• [REQUEST] In the forum thread below about a CO2 tank refill, what kind of store refilled Doomer's tank?

• [SOURCE TEXT]
■ ■ ■ ■ ■

# CO2 tank refilled today. Somebody explain this to me



## Doomer (Jan 5, 2003)

I was advised on several forums to replace the fiber washer when I get my co2 tank refilled. Well, I got a refill today and asked for a washer. The guy just looked at me like - Duh? I explained that what I needed was the fiber washer that goes between the tank and the regulator and keeps the co2 from leaking out. He said he didn't know anything about that and went and got another dude. He told me that sometimes the tanks come with one attached but they don't stock them

FOR CHRIST'S SAKE, this was a welding supply store, HOLOX.

Am I stupid or are they ? Somebody help me out here.


----------



## Rex Grigg (Dec 10, 2002)

Sounds like a clear cut case of inbreeding to me. I have never received that response before. Maybe you should have asked for a gasket. Like I tell my wife all the time, "Give as little information and help as possible, it just confuses people to tell them too much".


----------



## Doomer (Jan 5, 2003)

I emailed Holox asking about this. 

The response caught me completely by surprise and I really didn't know what to think. I still plan to do a little checking around to see if I can find another supplier. There is an abundance of stupid people in my neck of the woods and the sad thing is most are perfectly content to be so.


----------



## corvus (Dec 23, 2002)

Wow, where I get my tanks, (not refilled just trade in for a full one everytime), they always come with a new washer. You got some real geniuses there, Doomer.


----------



## anonapersona (Oct 19, 2002)

Doomer said:


> He said he didn't know anything about that and went and got another dude. He told me that sometimes the tanks come with one attached but they don't stock them
> 
> FOR CHRIST'S SAKE, this was a welding supply store, HOLOX.
> 
> Am I stupid or are they ? Somebody help me out here.

■ ■ ■ ■ ■

• [EXTRACTED RECORDS]
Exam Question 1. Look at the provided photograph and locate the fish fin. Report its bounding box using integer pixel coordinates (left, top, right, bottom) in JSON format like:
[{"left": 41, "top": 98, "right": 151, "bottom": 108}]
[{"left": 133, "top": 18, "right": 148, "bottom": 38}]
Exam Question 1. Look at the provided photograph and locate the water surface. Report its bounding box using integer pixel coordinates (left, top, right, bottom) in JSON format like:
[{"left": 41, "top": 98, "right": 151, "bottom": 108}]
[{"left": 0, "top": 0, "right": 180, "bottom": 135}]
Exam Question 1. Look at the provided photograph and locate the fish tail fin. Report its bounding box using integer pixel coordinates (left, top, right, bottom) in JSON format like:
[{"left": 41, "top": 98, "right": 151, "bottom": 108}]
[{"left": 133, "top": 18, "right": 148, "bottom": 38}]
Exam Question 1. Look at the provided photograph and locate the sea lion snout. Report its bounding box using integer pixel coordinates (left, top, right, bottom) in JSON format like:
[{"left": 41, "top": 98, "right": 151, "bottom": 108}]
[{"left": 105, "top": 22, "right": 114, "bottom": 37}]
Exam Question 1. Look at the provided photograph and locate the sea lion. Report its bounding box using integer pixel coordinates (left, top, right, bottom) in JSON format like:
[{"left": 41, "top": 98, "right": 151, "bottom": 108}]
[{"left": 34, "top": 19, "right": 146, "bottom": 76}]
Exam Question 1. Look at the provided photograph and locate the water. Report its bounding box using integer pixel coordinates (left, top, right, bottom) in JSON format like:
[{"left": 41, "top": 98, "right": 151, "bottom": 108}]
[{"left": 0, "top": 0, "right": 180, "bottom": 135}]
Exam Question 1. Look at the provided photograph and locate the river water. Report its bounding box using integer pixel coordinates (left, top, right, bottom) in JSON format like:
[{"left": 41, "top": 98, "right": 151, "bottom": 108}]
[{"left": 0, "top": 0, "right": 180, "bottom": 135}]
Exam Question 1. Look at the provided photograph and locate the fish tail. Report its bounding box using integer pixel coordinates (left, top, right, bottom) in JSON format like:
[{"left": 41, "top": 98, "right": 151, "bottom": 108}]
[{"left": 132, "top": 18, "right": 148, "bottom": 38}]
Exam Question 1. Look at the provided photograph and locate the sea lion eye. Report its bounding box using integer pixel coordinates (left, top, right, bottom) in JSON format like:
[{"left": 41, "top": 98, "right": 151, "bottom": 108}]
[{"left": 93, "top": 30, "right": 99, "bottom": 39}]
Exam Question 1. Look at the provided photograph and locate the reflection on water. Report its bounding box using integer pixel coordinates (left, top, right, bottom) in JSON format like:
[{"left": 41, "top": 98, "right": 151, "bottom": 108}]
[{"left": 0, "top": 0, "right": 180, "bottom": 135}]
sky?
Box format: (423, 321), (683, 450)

■ ■ ■ ■ ■

• [ANSWER TO THE EXERCISE] A welding supply store, Holox.